[Coordinate annotation entries]
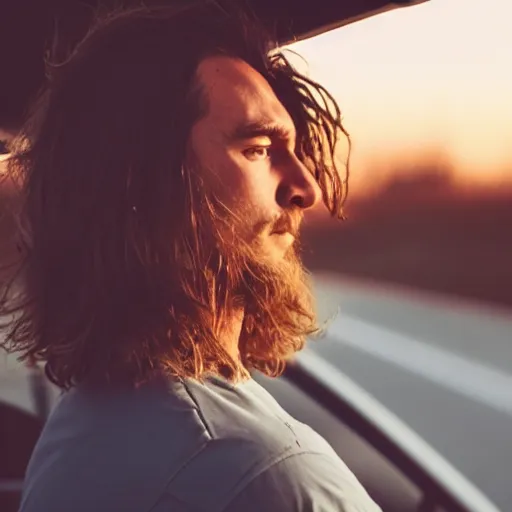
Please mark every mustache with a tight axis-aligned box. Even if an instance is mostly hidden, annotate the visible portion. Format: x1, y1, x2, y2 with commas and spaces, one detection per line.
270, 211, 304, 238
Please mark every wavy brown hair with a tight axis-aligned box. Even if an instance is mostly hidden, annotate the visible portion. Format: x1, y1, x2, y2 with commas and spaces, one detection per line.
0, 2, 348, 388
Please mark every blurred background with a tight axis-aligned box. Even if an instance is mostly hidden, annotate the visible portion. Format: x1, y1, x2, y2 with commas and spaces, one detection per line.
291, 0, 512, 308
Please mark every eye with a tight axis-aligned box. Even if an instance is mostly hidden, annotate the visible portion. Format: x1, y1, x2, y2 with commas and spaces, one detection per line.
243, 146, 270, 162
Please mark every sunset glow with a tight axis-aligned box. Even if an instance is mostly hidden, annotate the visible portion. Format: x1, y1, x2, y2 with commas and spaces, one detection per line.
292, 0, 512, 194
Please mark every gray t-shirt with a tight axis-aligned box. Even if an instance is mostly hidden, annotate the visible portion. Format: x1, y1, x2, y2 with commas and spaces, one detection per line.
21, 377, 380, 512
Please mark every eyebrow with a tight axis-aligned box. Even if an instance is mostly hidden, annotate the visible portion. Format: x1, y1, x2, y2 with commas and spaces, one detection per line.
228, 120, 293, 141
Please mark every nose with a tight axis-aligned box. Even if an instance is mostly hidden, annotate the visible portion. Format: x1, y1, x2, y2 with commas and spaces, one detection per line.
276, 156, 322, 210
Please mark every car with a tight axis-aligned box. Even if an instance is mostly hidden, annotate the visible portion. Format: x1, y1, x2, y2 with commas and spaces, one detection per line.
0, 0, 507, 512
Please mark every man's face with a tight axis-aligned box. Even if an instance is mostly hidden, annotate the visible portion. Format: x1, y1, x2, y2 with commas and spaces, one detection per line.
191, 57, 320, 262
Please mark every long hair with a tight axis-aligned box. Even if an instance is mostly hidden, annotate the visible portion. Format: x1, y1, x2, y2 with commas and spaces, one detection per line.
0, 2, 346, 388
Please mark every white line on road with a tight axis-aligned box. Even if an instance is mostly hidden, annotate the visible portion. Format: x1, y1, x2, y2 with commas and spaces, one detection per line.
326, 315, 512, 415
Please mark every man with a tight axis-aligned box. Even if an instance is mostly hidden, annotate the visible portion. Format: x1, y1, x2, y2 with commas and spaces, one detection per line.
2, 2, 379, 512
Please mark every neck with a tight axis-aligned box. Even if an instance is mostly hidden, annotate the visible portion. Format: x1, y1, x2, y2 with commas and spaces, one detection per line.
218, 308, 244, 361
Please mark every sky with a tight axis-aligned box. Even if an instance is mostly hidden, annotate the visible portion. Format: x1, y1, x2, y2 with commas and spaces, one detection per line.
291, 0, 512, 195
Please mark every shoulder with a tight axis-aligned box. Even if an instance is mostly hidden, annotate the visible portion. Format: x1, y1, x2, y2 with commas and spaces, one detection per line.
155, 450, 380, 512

* WHAT TO WORK ON: Copy the entries from the line containing "Please mark every blurred" through the line containing "243, 146, 270, 162", keeping every character unchanged and including both of those lines.

* WORKED SOLUTION:
Please mark every blurred background with a tight axis-aligned box. Even if an instance is mostly hidden, annotate the visible portion. Format: x1, y1, x2, y2 with commas and spaces, one detection per line.
291, 0, 512, 308
Please mark every eye with a tight axis-aligned box. Even if an instance is mostly hidden, annotate the visible portion. Format: x1, y1, x2, y2 with commas and spaces, one detection per line.
243, 146, 270, 162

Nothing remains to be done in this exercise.